J-A17030-15
NON-PRECEDENTIAL DECISION - SEE SUPERIOR COURT I.O.P. 65.37
BETH FEGER AND KERRY FEGER, IN THE SUPERIOR COURT OF
INDIVIDUALLY AND AS CO- PENNSYLVANIA
ADMINISTRATORS OF THE ESTATE OF
LOUISE FEGER, DECEASED
Appellants
v.
MICHAEL J. FIORILLO, ESQUIRE AND
FIORILLO LAW OFFICES,
Appellees No. 2888 EDA 2014
Appeal from the Order Entered August 29, 2014
In the Court of Common Pleas of Philadelphia County
Civil Division at No(s): 3955 March Term, 2013
BEFORE: GANTMAN, P.J., BENDER, P.J.E., and OTT, J.
MEMORANDUM BY BENDER, P.J.E.: FILED JULY 22, 2015
Appellants, Beth and Kerry Feger (hereinafter collectively referred to
as “the Fegers”), individually and as co-administrators of the estate of their
deceased mother, Louise Feger (hereinafter referred to as “the decedent”),
appeal from the trial court’s August 29, 2014 order sustaining Appellees’,
Michael J. Fiorillo, Esq., and Fiorillo Law Offices (hereinafter collectively
referred to as “Fiorillo”), preliminary objection asserting improper venue.

Collected data:

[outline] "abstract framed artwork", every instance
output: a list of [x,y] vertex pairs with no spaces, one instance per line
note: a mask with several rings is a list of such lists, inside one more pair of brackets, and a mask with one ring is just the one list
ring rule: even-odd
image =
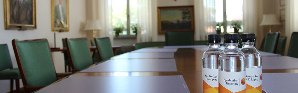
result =
[[36,29],[35,0],[4,0],[6,29]]
[[68,0],[51,0],[52,31],[68,31],[69,27],[62,27],[61,22],[69,26]]
[[166,31],[195,30],[193,6],[159,7],[157,9],[158,34]]

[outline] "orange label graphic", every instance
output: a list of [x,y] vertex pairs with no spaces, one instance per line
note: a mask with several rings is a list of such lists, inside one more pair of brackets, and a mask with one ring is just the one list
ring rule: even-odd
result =
[[242,78],[241,80],[241,84],[242,85],[244,85],[244,84],[245,84],[245,79],[244,78]]
[[262,68],[246,69],[246,93],[262,93]]
[[218,93],[218,69],[203,67],[202,70],[203,93]]
[[261,76],[260,76],[260,79],[262,80],[262,74],[261,74]]

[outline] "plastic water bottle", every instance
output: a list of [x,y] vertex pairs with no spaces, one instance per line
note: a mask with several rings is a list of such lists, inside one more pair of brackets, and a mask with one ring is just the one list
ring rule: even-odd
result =
[[262,58],[254,47],[254,34],[242,34],[242,47],[246,63],[246,93],[262,93]]
[[225,34],[226,48],[218,58],[218,93],[246,92],[245,57],[238,48],[238,37]]
[[203,93],[218,93],[218,58],[223,50],[220,34],[208,35],[208,48],[203,54]]

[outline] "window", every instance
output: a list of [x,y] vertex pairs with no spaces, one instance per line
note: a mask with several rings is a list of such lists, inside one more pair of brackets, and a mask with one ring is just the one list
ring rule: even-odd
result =
[[[124,27],[119,37],[135,37],[131,27],[138,22],[137,0],[112,0],[112,22],[113,28]],[[115,35],[115,33],[114,33]]]
[[[243,23],[243,12],[242,0],[215,0],[215,21],[217,23],[224,22],[221,26],[222,33],[233,33],[234,29],[231,24],[233,21],[238,21]],[[242,29],[239,32],[243,32],[243,24]]]

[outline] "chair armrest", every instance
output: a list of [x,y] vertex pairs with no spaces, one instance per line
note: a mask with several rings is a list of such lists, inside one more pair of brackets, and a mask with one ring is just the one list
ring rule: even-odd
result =
[[71,72],[66,72],[66,73],[56,73],[56,75],[57,75],[57,76],[66,76],[68,75],[72,75],[72,73]]

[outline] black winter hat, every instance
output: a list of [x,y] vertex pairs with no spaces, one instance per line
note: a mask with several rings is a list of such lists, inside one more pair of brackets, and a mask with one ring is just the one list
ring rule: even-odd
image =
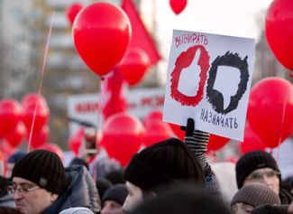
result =
[[21,158],[14,167],[14,177],[26,179],[56,194],[61,193],[67,184],[61,160],[47,150],[35,150]]
[[121,205],[124,205],[124,200],[128,195],[128,191],[125,184],[116,184],[105,191],[102,204],[106,200],[114,200]]
[[243,186],[233,197],[231,206],[235,203],[245,203],[256,208],[265,204],[280,204],[279,195],[262,183],[251,183]]
[[[261,168],[271,168],[279,172],[275,159],[263,151],[253,151],[245,154],[236,163],[236,180],[238,189],[243,186],[245,178],[254,170]],[[279,181],[281,181],[279,173]]]
[[133,156],[124,171],[125,180],[144,191],[182,181],[204,182],[203,171],[179,139],[169,138]]

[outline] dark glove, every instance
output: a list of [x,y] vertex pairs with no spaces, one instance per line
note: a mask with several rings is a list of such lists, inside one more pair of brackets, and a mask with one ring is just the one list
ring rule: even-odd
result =
[[197,156],[203,171],[210,172],[210,166],[206,159],[206,145],[209,139],[209,134],[199,130],[195,130],[195,120],[188,118],[185,129],[184,142],[189,147],[191,152]]

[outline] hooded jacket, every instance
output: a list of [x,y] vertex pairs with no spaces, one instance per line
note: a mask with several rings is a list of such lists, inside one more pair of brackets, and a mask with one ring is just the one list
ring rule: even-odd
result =
[[73,207],[88,208],[94,213],[101,210],[101,202],[96,183],[86,167],[72,165],[65,169],[69,184],[57,200],[41,214],[60,213]]

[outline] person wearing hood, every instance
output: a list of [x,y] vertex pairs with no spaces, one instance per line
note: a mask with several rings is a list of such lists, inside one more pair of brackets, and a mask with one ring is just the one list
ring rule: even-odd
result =
[[15,208],[23,214],[51,214],[72,207],[100,211],[97,190],[84,166],[65,169],[50,151],[35,150],[14,165],[12,186]]

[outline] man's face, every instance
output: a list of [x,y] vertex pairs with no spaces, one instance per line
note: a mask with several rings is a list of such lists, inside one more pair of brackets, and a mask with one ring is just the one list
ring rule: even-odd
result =
[[123,209],[124,212],[130,212],[143,201],[142,191],[133,183],[126,181],[128,195],[125,199]]
[[121,204],[109,200],[104,202],[101,214],[124,214],[124,211]]
[[231,206],[231,212],[233,214],[247,214],[251,213],[254,208],[252,205],[245,203],[234,203]]
[[58,198],[57,194],[19,177],[14,177],[13,187],[15,208],[23,214],[39,214]]
[[279,192],[279,172],[274,171],[271,168],[266,167],[258,169],[252,172],[244,180],[243,185],[261,182],[266,184],[272,189],[277,194]]

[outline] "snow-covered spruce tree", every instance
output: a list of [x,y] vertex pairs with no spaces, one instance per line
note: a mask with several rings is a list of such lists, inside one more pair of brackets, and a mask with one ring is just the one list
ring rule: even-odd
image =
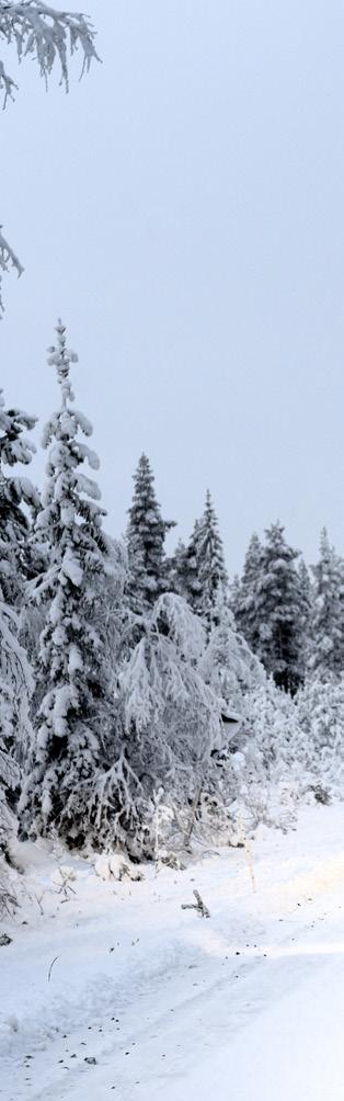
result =
[[0,585],[0,917],[14,905],[8,865],[18,829],[19,762],[32,744],[32,672],[18,634],[18,614],[3,600]]
[[201,521],[196,520],[190,539],[185,546],[179,543],[173,559],[171,588],[197,611],[200,601],[199,542]]
[[32,459],[34,446],[25,432],[34,424],[35,417],[22,410],[7,410],[0,391],[0,914],[11,896],[4,858],[16,830],[19,763],[23,763],[32,740],[29,706],[33,683],[19,639],[19,617],[26,577],[29,510],[37,505],[37,494],[29,478],[14,473],[13,468]]
[[266,674],[237,631],[226,597],[219,590],[201,672],[225,707],[241,713],[247,691],[265,684]]
[[228,574],[219,521],[209,490],[203,515],[193,530],[190,549],[192,608],[210,630],[219,592],[228,587]]
[[244,571],[238,586],[236,586],[233,611],[238,630],[253,651],[258,650],[259,643],[259,613],[257,588],[262,573],[263,547],[256,534],[253,533],[247,547]]
[[11,608],[21,603],[29,571],[29,517],[40,504],[30,479],[14,473],[13,468],[31,462],[35,447],[25,433],[35,423],[36,417],[22,410],[5,408],[0,390],[0,586]]
[[298,550],[289,547],[278,522],[266,532],[262,568],[255,587],[258,637],[251,641],[275,684],[295,693],[303,674],[303,602],[296,566]]
[[[80,50],[82,54],[81,75],[89,69],[97,57],[96,32],[85,15],[56,11],[40,0],[0,0],[0,43],[13,46],[19,61],[34,59],[41,76],[47,84],[55,63],[60,67],[60,83],[68,91],[68,54]],[[3,106],[13,99],[16,85],[0,57],[0,95]],[[1,283],[4,272],[13,269],[18,275],[23,268],[1,233],[0,226],[0,317],[3,313]]]
[[46,833],[54,824],[70,844],[78,844],[87,832],[89,786],[114,723],[104,640],[112,560],[101,527],[100,492],[84,470],[85,461],[92,469],[99,461],[79,438],[90,436],[92,428],[74,406],[69,372],[77,356],[66,347],[60,321],[56,331],[48,363],[56,369],[62,402],[44,432],[43,446],[51,446],[36,522],[49,549],[48,568],[35,591],[46,608],[37,668],[43,698],[21,809],[35,832]]
[[[323,672],[323,669],[322,669]],[[309,679],[297,695],[298,763],[304,789],[344,796],[344,676]]]
[[10,271],[15,271],[18,275],[23,274],[21,262],[15,252],[13,252],[13,249],[11,249],[11,246],[5,241],[0,226],[0,318],[3,314],[2,279],[4,273]]
[[[206,634],[182,598],[158,597],[121,675],[123,738],[95,788],[92,828],[134,857],[188,832],[195,796],[219,795],[221,700],[200,669]],[[195,810],[192,811],[195,813]]]
[[167,588],[165,538],[174,521],[163,520],[156,500],[154,475],[142,455],[134,475],[134,494],[126,532],[129,601],[133,611],[152,608]]
[[326,680],[344,672],[344,562],[330,545],[325,528],[312,571],[309,671],[317,679]]

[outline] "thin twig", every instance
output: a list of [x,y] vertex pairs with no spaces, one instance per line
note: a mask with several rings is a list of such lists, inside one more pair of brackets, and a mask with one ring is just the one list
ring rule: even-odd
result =
[[53,970],[54,963],[56,963],[56,960],[58,960],[58,956],[55,956],[54,959],[51,962],[49,970],[48,970],[48,973],[47,973],[47,981],[48,982],[51,981],[52,970]]

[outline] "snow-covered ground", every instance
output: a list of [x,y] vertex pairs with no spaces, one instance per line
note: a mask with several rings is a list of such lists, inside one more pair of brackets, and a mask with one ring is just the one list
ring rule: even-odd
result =
[[[343,1101],[343,839],[344,806],[262,829],[255,891],[242,849],[141,882],[68,858],[66,901],[27,847],[32,901],[1,926],[1,1101]],[[209,919],[181,908],[195,889]]]

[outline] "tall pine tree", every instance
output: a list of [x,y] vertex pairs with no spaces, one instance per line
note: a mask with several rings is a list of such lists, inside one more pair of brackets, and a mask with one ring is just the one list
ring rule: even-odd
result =
[[344,562],[330,545],[325,527],[320,538],[319,562],[312,570],[309,667],[313,676],[325,680],[344,672]]
[[134,475],[133,502],[126,532],[129,557],[129,598],[133,611],[153,607],[167,589],[165,538],[174,521],[163,520],[156,500],[154,475],[146,455],[142,455]]
[[56,369],[60,406],[46,425],[49,446],[46,483],[37,530],[49,549],[49,566],[36,585],[45,608],[37,678],[42,702],[31,773],[22,798],[26,821],[36,832],[51,826],[69,843],[87,835],[89,792],[109,741],[113,694],[104,662],[107,578],[110,549],[102,533],[100,491],[85,473],[85,461],[99,460],[80,436],[89,421],[74,406],[70,364],[58,321],[57,347],[48,363]]
[[266,545],[256,584],[259,637],[255,647],[275,684],[296,691],[302,680],[302,595],[296,562],[299,552],[288,546],[282,525],[266,532]]

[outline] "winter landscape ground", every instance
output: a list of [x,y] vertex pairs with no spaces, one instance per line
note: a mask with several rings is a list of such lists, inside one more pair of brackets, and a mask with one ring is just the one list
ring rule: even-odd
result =
[[93,4],[0,0],[0,1101],[343,1101],[343,35]]
[[[65,901],[56,859],[24,844],[1,1098],[342,1101],[343,819],[313,806],[286,833],[262,827],[255,891],[245,850],[225,848],[140,882],[70,859]],[[195,887],[209,918],[181,909]]]

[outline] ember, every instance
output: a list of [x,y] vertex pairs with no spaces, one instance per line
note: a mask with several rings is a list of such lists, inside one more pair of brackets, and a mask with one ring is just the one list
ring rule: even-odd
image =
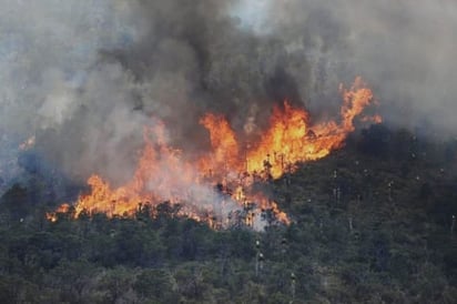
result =
[[[254,192],[255,182],[266,182],[293,171],[297,162],[313,161],[341,148],[355,130],[354,119],[372,102],[373,93],[357,78],[351,89],[341,88],[341,120],[311,123],[309,114],[287,101],[276,107],[260,141],[241,144],[224,116],[205,114],[200,123],[209,131],[212,149],[196,161],[165,141],[165,125],[144,130],[144,149],[132,180],[112,189],[98,175],[88,180],[91,193],[74,204],[74,216],[85,211],[109,216],[133,216],[139,205],[180,204],[180,215],[205,221],[213,227],[242,222],[254,229],[262,220],[288,224],[277,203]],[[380,122],[380,116],[360,116]],[[57,212],[68,210],[62,205]],[[55,221],[55,214],[48,214]],[[153,216],[153,214],[151,214]],[[270,220],[268,220],[270,219]]]

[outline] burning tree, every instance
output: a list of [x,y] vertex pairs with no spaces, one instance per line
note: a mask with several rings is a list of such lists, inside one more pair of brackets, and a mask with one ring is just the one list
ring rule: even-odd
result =
[[[355,130],[354,119],[373,102],[373,93],[360,78],[351,89],[341,87],[341,92],[339,121],[313,123],[308,112],[284,101],[273,109],[270,126],[258,141],[246,146],[240,144],[224,116],[206,113],[200,123],[209,132],[211,150],[196,160],[167,143],[164,123],[145,128],[144,149],[131,181],[112,189],[101,176],[90,176],[91,193],[78,199],[75,216],[84,210],[133,216],[139,203],[156,205],[167,201],[180,204],[180,215],[214,227],[228,226],[240,219],[254,229],[264,225],[261,220],[287,224],[290,219],[276,202],[253,191],[253,185],[294,171],[297,162],[322,159],[343,146],[347,134]],[[362,120],[378,122],[380,118]]]

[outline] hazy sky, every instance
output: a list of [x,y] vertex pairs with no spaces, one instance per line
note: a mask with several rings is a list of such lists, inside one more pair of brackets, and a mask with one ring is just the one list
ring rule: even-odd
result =
[[0,131],[81,179],[131,172],[151,116],[197,150],[205,111],[242,132],[284,98],[317,116],[360,75],[387,123],[455,132],[451,0],[0,0]]

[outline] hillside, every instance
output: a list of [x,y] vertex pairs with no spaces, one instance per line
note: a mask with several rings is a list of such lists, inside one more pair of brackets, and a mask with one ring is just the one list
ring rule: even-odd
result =
[[[454,303],[457,142],[374,125],[258,184],[292,220],[212,230],[164,202],[133,219],[45,212],[29,172],[1,197],[2,303]],[[35,176],[33,176],[35,174]],[[33,179],[34,178],[34,179]]]

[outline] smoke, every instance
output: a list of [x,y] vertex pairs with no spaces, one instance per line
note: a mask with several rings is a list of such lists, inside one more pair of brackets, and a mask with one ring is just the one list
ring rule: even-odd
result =
[[455,133],[455,1],[283,0],[270,8],[271,33],[311,53],[313,103],[359,74],[388,122]]
[[206,111],[248,136],[286,98],[317,116],[337,111],[338,84],[355,75],[388,122],[457,126],[450,0],[0,4],[2,139],[35,135],[37,151],[77,180],[129,180],[155,119],[172,144],[197,152]]

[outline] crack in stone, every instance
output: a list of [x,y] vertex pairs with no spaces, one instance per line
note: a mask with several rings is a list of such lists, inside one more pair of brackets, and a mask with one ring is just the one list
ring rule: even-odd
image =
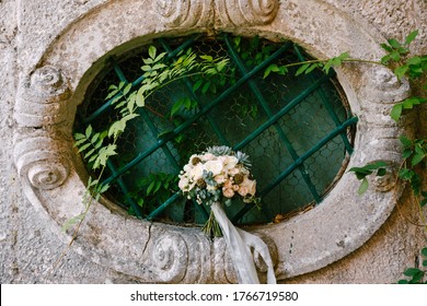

* _Goal of the exercise_:
How would this sentence from the court memorandum read in Spanish? "Appellants, Beth and Kerry Feger (hereinafter collectively referred to as “the Fegers”), individually and as co-administrators of the estate of their deceased mother, Louise Feger (hereinafter referred to as “the decedent”), appeal from the trial court’s August 29, 2014 order sustaining Appellees’, Michael J. Fiorillo, Esq., and Fiorillo Law Offices (hereinafter collectively referred to as “Fiorillo”), preliminary objection asserting improper venue." Base your answers only on the court memorandum.

* _Output of the task_:
Los apelantes, Beth y Kerry Feger (en adelante denominados conjuntamente “los Feger”), a título individual y como coadministradores del patrimonio sucesorio de su difunta madre, Louise Feger (en adelante denominada “la causante”), apelan la orden del tribunal de primera instancia del 29 de agosto de 2014 que admitió la objeción preliminar de los apelados, Michael J. Fiorillo, Esq., y Fiorillo Law Offices (en adelante denominados conjuntamente “Fiorillo”), en la que se alegaba competencia territorial indebida.